| Required task |
Tally the lines in the records below that contain the string "train". Reply with the count alone.
[START Data to use]
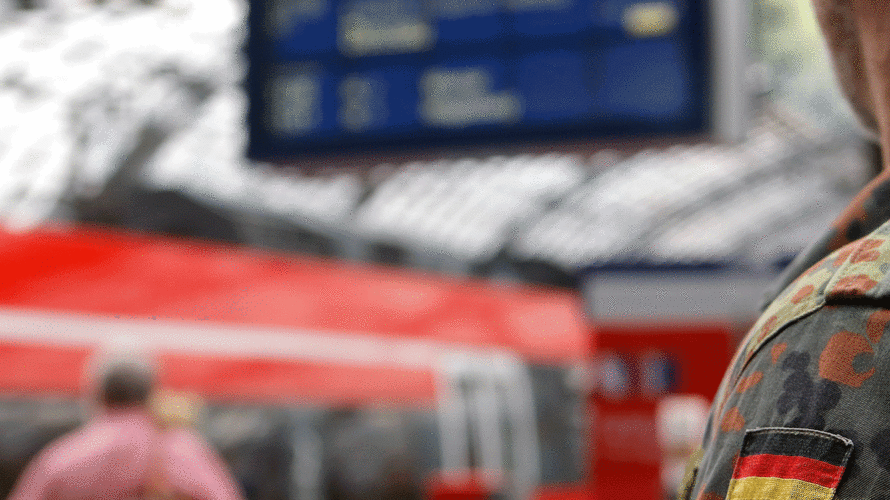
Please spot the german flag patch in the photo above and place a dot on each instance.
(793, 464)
[END Data to use]
[START Data to use]
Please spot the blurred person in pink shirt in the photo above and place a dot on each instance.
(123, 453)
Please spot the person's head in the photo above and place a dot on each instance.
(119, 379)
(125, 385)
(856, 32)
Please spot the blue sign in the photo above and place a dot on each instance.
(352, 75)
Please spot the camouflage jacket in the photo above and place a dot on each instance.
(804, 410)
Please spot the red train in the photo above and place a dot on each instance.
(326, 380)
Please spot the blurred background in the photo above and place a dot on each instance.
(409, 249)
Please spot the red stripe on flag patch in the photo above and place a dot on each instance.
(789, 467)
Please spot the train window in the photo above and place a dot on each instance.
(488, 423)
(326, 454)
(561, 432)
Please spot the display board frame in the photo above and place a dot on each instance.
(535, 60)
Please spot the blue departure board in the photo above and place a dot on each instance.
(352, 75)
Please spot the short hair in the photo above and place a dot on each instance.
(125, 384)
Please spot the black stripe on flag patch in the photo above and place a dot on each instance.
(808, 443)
[END Data to use]
| Output of the task |
2